* WHAT YOU WILL DO:
• A. Answer these questions from the passage on where the Amazon customs prevailed:
(i) Which river may have marked the southern limit, and from what point on that river?
(ii) What bounded the area on the east?
(iii) What two distances north of the mouth of the Don does Herodotus give?
• B. Go on with the passage about the lands of the Amazon customs, starting after its last sentence.

From these accounts it may be assumed that certain customs, summarised under the term Amazon, prevailed among tribes that occupied an area bounded on the south by the northern slopes of the Caucasus, though, perhaps, only as far south as the Terek from the point where this river bends eastwards; on the east by the Caspian Sea; on the west by the Black Sea, the Sea of Azov and the Don, perhaps even by an undefined line to the west of that river; on the north the limits were undetermined by any natural feature, but extended for a distance of three or of fifteen days' march—Herodotus gives both distances in different passages—north of the mouth of the Don.

* DATA SECTION:

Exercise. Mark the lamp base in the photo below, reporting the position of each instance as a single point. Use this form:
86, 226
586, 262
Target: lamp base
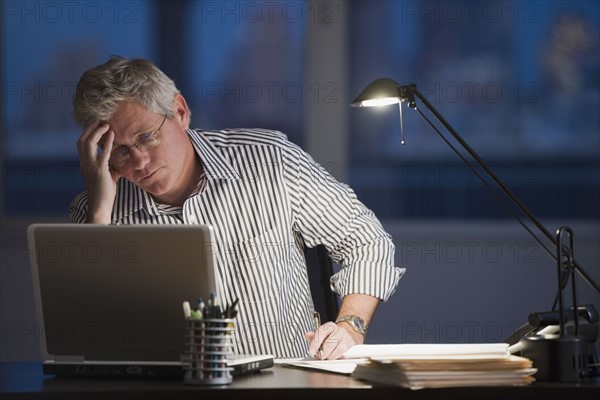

* ANSWER SET:
• A.
(i) The Terek, from the point where it bends eastwards.
(ii) The Caspian Sea.
(iii) Three days' march and fifteen days' march.

• B.
Having localised the area within which Amazonian customs were disseminated, the next step is to identify, if possible, the Sauromatai, a tribe, as we have seen, of the Sarmatai, with some of the existing nations of the Caucasus. As ethnic names, both of these are undoubtedly lost, though it is alleged by a native Cherkes author that the word Sharmat is still remembered, and that some Cherkes families claim to be descended from the ancient Sarmatians.[1] Herodotus distinguishes between the Scythians west of the Don and the non-Scythians to the east of the river, though at the same time he supposes the Sauromatai to be a mixed race of Scythian men and Amazon women from the banks of the Thermodon. His theory that the people were half-breeds seems to have been framed by himself or his informants to account for two facts, or supposed facts: the prevalence of certain customs known to exist in another part of Asia, which could only be explained, so far as he or his informant could see, by a migration—in reality fictitious—from there to the Don region; the fact, probably quite erroneous, that the Sauromatai spoke broken Scythian, as the women

  1. Schora Bekmursin Nogmow, Sagen u. Lieder des Tscherkessen Volks, p. 8.